## SELECTED EXCERPT

* * * *

In contrast, if the objective of the marketing manager in the same organisation is sales maximisation he might well argue for an expanded product line to appeal to more customers and for a large inventory to guarantee prompt delivery.
A different manager with conceptual skills, however, would see the problems that would arise from both extremes and try to achieve the best of both extremes by converting problems into opportunities.
He would quickly realise that decreased product lines would cut costs but would also lead to a fall in sales. Taking a broader view, production and marketing should be seen as complementary rather than competitive processes. Conceptual skills are of considerable importance here.
Such skills enable the manager to understand that the objective should not be simply to minimise costs or to maximise sales. A preferable objective would be to maximise profit as a result of optimising costs and sales.
4. Diagnostic Skills:
Successful managers are those who also possess diagnostic skills. Like a physician, a manager can diagnose a problem in the organisation just by studying its symptoms. For example, a manager may come to observe that a particular unit is suffering from high employee turnover.
And by diagnosing the situation, he is able to discover that the unit’s supervisor has poor interpersonal skills. He might then solve the problem through training, or by transferring the supervisor to a post that demands less interaction.
Diagnostic skills are also useful in favourable situations. Suppose a marketing manager finds that sales are rising much faster than anticipated. Possible causes might include low price, greater demand than predicted, high prices charged by a competitor and various other factors.

* * * *

## DATA LISTING
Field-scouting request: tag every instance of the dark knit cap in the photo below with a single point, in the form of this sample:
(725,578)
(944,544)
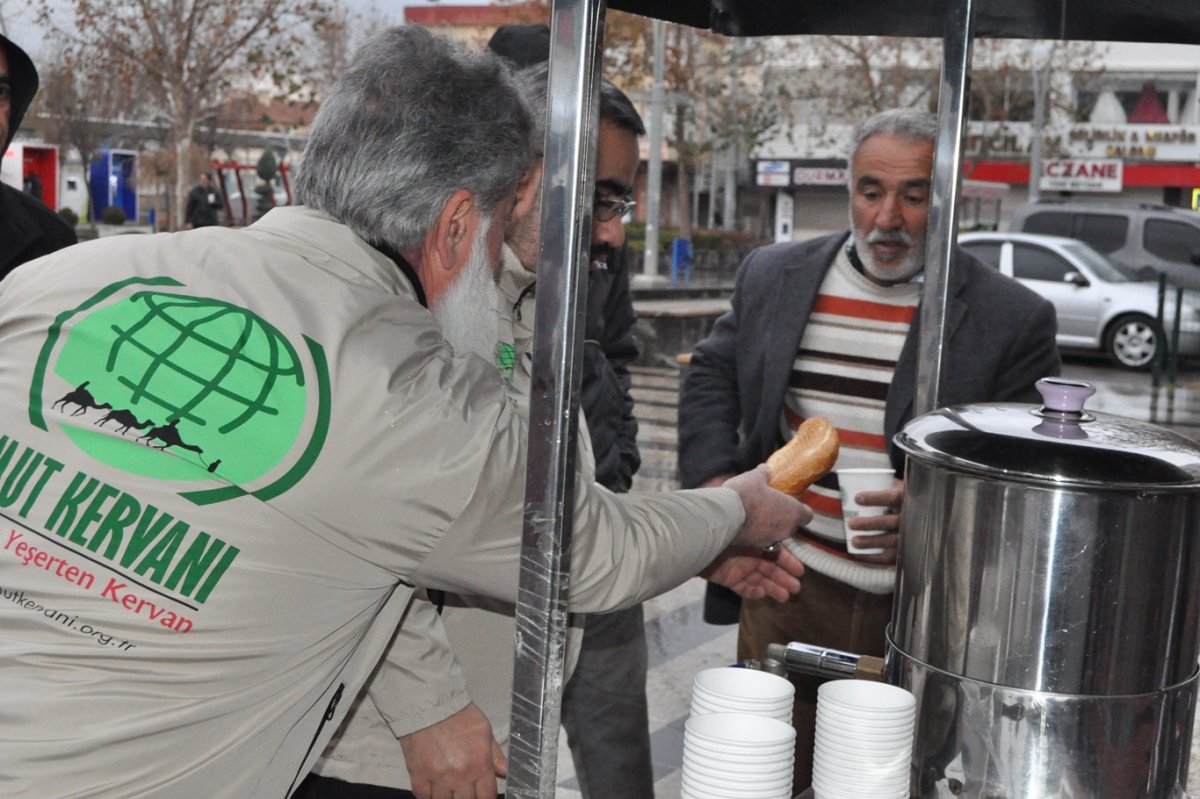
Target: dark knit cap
(23,80)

* * * *

## CHECK YOUR UNDERSTANDING
A: Reproduce the part of the passage on managerial skills starting with "A different manager" and going on through "costs and sales.".
B: Decide whether each statement agrees with the passage on managerial skills. Answer yes or no and quote the words that decide it. (i) Production and marketing should be seen as competitive processes. (ii) A manager might observe that a unit is suffering from high employee turnover. (iii) Diagnostic skills are useful only in unfavorable situations.
C: Go on with the passage on managerial skills from the point where it stops.
The material comes from a source unrelated to the passage on managerial skills.

## ANSWERS FOR THE TASKS
A:
A different manager with conceptual skills, however, would see the problems that would arise from both extremes and try to achieve the best of both extremes by converting problems into opportunities.
He would quickly realise that decreased product lines would cut costs but would also lead to a fall in sales. Taking a broader view, production and marketing should be seen as complementary rather than competitive processes. Conceptual skills are of considerable importance here.
Such skills enable the manager to understand that the objective should not be simply to minimise costs or to maximise sales. A preferable objective would be to maximise profit as a result of optimising costs and sales.

B:
(i) No: "production and marketing should be seen as complementary rather than competitive processes."
(ii) Yes: "a manager may come to observe that a particular unit is suffering from high employee turnover."
(iii) No: "Diagnostic skills are also useful in favourable situations."

C:
Possession of diagnostic skills would enable the manager to determine what was causing the sales expansion and how to maintain it in the future.
5. Analytical Skills:
The manager must have analytical skills and ability to identify the key variables in a situation, see whether and how these are interrelated and decide which one should receive the maximum possible attention. No doubt, analytical skills are similar to conceptual skills and they are complementary to diagnostic skills.
If the manager possesses sufficient diagnostic skill to achieve that insight, he has to face the problem of what action to take.
Only by having analytical skills will the managers be able to determine possible strategies (suspending the supervisor, dismissing the supervisor, training the supervisor, transferring the supervisor and so on) and to select the best possible strategy for the situation. Thus, in short, while diagnostic skills enable managers to understand a situation, analytical skills enable managers to determine what to do in a particular situation.
Sometimes, analytical skills are equated with decision-making skills. But analysis of a problem does not automatically lead to an actual decision. For example, while selecting a proper location for a new industrial plant a manager may analyse the advantages and disadvantages of various areas (sites) and make a recommendation to the top management (the ultimate decision-making authority).
The top management ultimately makes the decision, but there is no denying the fact that the manager clearly made use of his analytical skills to arrive at the recommendation.
Fig. 1.11 shows the relative importance of the above five skills to three different levels of management in an organisation. As one moves higher and higher along the organisation ladder, very few technical skills are needed, because top managers spend very little time in actual operating situations and are more concerned with broader aspects of the organisation.
Likewise, the role of top manager does not involve much use of interpersonal skills. Fig. 1.11 clearly indicates that conceptual, diagnostic and analytical skills become more and more important at higher levels.